아래 자료의 모든 줄을 하나도 빠뜨리거나 고치지 말고 그대로 출력하세요.

------------------------------------------------

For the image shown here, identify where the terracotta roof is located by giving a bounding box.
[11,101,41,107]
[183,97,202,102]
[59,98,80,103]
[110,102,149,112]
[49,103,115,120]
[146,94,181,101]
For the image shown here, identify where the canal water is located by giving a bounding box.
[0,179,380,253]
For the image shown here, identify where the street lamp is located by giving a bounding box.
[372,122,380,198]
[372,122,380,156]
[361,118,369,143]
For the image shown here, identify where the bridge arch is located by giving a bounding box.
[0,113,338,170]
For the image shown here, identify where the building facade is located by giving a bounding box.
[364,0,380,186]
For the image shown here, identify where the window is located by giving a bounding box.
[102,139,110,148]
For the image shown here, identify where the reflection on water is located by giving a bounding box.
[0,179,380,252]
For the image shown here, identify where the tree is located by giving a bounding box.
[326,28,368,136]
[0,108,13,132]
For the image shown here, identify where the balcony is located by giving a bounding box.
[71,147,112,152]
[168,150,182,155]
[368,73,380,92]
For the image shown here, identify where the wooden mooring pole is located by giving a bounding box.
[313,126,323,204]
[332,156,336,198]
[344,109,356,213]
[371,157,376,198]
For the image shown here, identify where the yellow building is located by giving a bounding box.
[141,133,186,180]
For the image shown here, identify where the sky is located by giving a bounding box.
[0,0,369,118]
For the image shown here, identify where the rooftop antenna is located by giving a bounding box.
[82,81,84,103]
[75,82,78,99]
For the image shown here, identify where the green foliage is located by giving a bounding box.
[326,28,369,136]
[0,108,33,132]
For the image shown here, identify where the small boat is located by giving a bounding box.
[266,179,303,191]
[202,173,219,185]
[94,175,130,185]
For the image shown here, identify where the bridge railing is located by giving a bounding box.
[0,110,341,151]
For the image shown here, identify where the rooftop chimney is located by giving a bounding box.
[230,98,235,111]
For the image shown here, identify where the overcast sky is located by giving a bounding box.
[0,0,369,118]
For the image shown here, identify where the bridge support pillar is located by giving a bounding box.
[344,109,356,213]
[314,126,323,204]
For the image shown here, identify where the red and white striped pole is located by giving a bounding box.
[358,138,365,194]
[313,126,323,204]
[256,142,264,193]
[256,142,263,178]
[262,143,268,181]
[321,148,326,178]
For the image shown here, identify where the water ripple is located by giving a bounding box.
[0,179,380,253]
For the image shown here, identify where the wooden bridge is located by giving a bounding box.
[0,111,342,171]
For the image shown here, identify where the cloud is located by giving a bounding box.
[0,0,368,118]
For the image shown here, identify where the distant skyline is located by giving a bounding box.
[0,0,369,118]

------------------------------------------------

전체 답변:
For the image shown here, identify where the terracotta roof is located by giving a bounding box.
[11,101,41,107]
[183,97,202,102]
[59,98,80,103]
[110,102,149,112]
[49,103,115,120]
[146,94,181,101]
For the image shown here, identify where the canal water is located by giving a bounding box.
[0,179,380,253]
For the image shown here, identify where the street lamp is located by giving a bounding box.
[372,122,380,198]
[372,122,380,156]
[361,118,369,143]
For the image shown here, identify where the bridge arch is located by giving a bounding box.
[0,113,338,170]
For the image shown here, identify where the building facade is located by giving a bounding box.
[364,0,380,186]
For the image shown here, identify where the window is located by giving a bounding box.
[102,139,110,148]
For the image shown here, identify where the reflection on water is located by giving a bounding box.
[0,179,380,252]
For the image shown here, identify where the tree is located by giving a bounding box.
[326,28,368,136]
[0,108,13,132]
For the image shown here, identify where the balcony is located by giving a bounding box.
[71,147,112,152]
[168,150,182,155]
[368,73,380,92]
For the image shown here, identify where the wooden mooring pole is located by giving a bounding box.
[313,126,323,204]
[332,156,336,198]
[344,109,356,213]
[371,157,376,198]
For the image shown here, identify where the yellow building is located by giving a bounding box.
[141,133,186,180]
For the image shown here, identify where the sky is located by giving a bounding box.
[0,0,369,118]
For the image shown here, identify where the rooftop antenna is located by giving a bounding box.
[82,81,84,103]
[75,82,78,99]
For the image shown here, identify where the green foliage is located by giving a bounding box.
[326,28,369,136]
[0,108,33,132]
For the image shown here, identify where the small boat is located by giving a bounding box.
[266,179,303,191]
[202,173,219,185]
[94,175,130,185]
For the image shown here, identify where the bridge railing is located by giving a bounding box.
[0,110,341,151]
For the image shown here, identify where the rooftop chimney is located by giving a bounding box.
[230,98,235,111]
For the image shown here, identify where the overcast sky is located by giving a bounding box.
[0,0,369,118]
For the image shown here, identify where the bridge support pillar is located by giving a bounding box.
[344,109,356,213]
[314,126,323,204]
For the image shown here, identify where the red and white striped pole is located by giving a bounding box.
[358,138,365,194]
[313,126,323,204]
[256,142,264,193]
[256,142,263,178]
[262,143,268,181]
[321,148,326,178]
For the image shown here, identify where the water ripple is located by giving a bounding box.
[0,179,380,253]
For the image shown here, identify where the wooden bridge is located by giving a bounding box.
[0,111,342,171]
For the image shown here, identify where the cloud is located by giving a bounding box.
[0,0,368,118]
For the image shown here, identify where the distant skyline is located by giving a bounding box.
[0,0,369,118]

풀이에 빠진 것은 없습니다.